Что сделать: Продолжите отрывок о колхозах и МТС сразу после его последней фразы.

Отрывок текста:
====================

Между тем, начиная еще со времен горбачевской перестройки, не только в либеральной антисталинской историографии (О. М. Вербицкая, Е. Ю. Зубкова, Р. Г. Пихоя, И. Е. Зеленин, Ю. В. Аксютин, В. А. Шестаков), но и в работах «левых антисталинистов» (Д. Б. Эпштейн) довольно прочно и сознательно утвердился устойчивый штамп об изначальном антагонизме между колхозной деревней и МТС, которые только в теории вместе отвечали за производство аграрной продукции в стране, однако по факту действовали врозь, преследуя свои корыстные интересы[803]. Как утверждают эти авторы, на практике вместо принципа коллективной ответственности за полученные результаты возникла практика коллективной безответственности и тех, и других. Дескать, МТС, кровно заинтересованные в оплате их труда только «по площадям», то есть по количеству вспаханной земли, и израсходованным тоннам горюче-смазочных материалов, мало волновали проблемы колхозов, получавших деньги за свои центнеры и тонны зерна, картошки, мяса, молока и другой сельхозпродукции. Таким образом, первые якобы никак не отвечали за конечный результат своей работы на земле, а вторые за качество всех важных промежуточных этапов сельскохозяйственных работ, то есть культивацию, вспашку и боронование земли. Партийные комитеты якобы неоднократно пытались преодолеть это непреодолимое противоречие, но все их решения так и оставались на бумаге. Поэтому сам вопрос о ликвидации МТС давным-давно назрел «и в глубинах советской экономической мысли, и в реальной хозяйственной работе колхозов и МТС», и стратегически он был целиком оправдан. Не случайно «самый главный» спец по хрущевской аграрной политике из «перестроечного лагеря» г-н И. Е. Зеленин дословно заявил, что «реорганизация МТС» была одной «из самых прогрессивных, антитоталитарных и многообещающих социально-экономических реформ», которая провалилась лишь «из-за предельно сжатых сроков» ее осуществления, то есть «вместо 3-х лет, предусмотренных законом, они «уложились» всего за один год».

====================

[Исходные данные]
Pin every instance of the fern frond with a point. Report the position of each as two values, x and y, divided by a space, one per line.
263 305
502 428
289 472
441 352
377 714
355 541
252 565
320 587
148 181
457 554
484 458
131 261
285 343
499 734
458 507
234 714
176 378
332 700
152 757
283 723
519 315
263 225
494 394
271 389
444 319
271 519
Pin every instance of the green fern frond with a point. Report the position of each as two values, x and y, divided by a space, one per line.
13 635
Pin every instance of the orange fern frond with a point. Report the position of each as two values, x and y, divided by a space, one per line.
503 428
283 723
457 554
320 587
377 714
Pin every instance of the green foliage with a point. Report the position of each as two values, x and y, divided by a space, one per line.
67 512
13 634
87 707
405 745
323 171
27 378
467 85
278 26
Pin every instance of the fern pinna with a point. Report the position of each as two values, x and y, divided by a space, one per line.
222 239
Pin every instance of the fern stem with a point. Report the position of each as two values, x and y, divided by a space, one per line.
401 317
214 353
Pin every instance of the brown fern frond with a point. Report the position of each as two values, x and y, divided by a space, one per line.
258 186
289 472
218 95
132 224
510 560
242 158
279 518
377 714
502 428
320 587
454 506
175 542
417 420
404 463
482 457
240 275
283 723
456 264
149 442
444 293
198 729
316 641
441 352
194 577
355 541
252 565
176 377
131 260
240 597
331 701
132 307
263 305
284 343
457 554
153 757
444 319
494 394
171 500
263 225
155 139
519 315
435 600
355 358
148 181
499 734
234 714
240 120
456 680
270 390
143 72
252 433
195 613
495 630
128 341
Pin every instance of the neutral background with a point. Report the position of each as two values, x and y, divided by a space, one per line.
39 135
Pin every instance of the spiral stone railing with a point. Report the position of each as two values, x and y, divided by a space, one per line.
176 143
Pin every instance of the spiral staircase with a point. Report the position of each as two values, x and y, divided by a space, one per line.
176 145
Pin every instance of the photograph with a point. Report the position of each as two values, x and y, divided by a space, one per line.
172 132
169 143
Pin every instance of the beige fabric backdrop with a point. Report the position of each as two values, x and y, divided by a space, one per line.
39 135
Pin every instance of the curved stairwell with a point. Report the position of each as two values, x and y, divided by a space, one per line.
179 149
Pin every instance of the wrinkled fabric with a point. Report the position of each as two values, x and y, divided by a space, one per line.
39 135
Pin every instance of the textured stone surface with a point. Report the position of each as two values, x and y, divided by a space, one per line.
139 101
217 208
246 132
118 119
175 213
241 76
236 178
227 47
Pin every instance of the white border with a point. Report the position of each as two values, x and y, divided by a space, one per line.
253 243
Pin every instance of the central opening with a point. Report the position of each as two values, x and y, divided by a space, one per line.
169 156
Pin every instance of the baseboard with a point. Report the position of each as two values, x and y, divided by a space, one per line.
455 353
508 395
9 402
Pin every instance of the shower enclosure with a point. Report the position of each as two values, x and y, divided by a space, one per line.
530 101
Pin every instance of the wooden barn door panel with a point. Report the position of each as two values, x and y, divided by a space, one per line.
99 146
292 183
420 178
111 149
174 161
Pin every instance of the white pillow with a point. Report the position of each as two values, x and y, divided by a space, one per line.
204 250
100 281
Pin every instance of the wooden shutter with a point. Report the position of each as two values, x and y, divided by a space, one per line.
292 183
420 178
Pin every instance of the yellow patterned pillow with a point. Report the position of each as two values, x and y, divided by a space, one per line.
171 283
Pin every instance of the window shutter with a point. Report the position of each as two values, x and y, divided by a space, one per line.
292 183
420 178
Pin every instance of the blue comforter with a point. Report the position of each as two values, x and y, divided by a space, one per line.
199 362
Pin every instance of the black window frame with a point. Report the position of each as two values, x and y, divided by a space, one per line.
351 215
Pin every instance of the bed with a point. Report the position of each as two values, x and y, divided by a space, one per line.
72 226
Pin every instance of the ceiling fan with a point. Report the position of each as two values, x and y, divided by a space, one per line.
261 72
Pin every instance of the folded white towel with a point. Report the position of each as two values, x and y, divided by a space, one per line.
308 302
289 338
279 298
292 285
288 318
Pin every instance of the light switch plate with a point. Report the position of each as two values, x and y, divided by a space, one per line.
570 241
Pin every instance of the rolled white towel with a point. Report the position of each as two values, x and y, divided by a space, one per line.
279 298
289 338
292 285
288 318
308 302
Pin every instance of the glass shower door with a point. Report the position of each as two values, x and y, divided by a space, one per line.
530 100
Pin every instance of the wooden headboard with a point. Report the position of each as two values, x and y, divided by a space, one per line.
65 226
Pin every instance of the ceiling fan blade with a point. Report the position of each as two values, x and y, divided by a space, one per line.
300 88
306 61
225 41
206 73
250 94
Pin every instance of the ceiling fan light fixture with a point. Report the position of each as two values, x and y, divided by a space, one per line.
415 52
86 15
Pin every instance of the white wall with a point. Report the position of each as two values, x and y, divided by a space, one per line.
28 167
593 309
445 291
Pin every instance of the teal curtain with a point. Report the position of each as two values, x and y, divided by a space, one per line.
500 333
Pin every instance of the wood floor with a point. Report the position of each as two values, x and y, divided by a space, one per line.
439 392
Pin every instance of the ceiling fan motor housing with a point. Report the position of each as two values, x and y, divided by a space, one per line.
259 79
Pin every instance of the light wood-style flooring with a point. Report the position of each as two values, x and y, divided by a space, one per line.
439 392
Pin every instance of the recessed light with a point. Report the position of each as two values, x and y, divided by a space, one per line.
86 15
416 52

====================

Ваш ответ:
Однако, как показали фундаментальные работы В. Н. Томилина[804], эта абсолютно лживая парадигма, давно и прочно укоренившаяся в научной, а главное, в учебной литературе, берет свое начало именно с хрущевских времен. Всячески пытаясь скрыть явные провалы всей «целинной эпопеи», именно Н. С. Хрущев первым «стал манипулировать общественным сознанием», введя в пропагандистский оборот два тезиса: «о «двух хозяевах» на одной земле» и о «совершенно никудышной работе МТС», которые только гробят и технику, и колхозные поля. Однако ни тот, ни другой тезис никак не соответствовали действительности хотя бы потому, что данные статистики зримо говорили совершенно об ином: во-первых, подавляющее большинство работников МТС составляли сами колхозники, в частности бригадиры тракторных бригад, механизаторы, ремонтные рабочие и учетчики-заправщики, и, во-вторых, в МТС пропашные и пахотные тракторы, как и зерновые комбайны, работали в два раза интенсивнее и качественнее, чем в совхозах.

Более того, как с цифрами в руках доказал тот же профессор В. Н. Томилин, к середине 1950-х годов «машинно-тракторные станции представляли собой успешные сельскохозяйственные предприятия» даже несмотря на то, что хрущевская аграрная политика (распашка целинных и залежных земель, борьба с чистыми парами, укрупнение колхозов и т.д.) привела к отвлечению значительных ресурсов от старопахотных регионов страны и очень серьезному ослаблению материально-технической базы всех МТС. Тем не менее даже в этих непростых условиях продуманная производственная система «колхозы — МТС», созданная в годы сталинской коллективизации, которая постоянно совершенствовалась на протяжении всех этих трех десятилетий, продолжала играть важную роль в успешном развитии колхозного строя страны. Поэтому слом этой производственной системы и ликвидация МТС «не были вызваны объективными экономическими причинами».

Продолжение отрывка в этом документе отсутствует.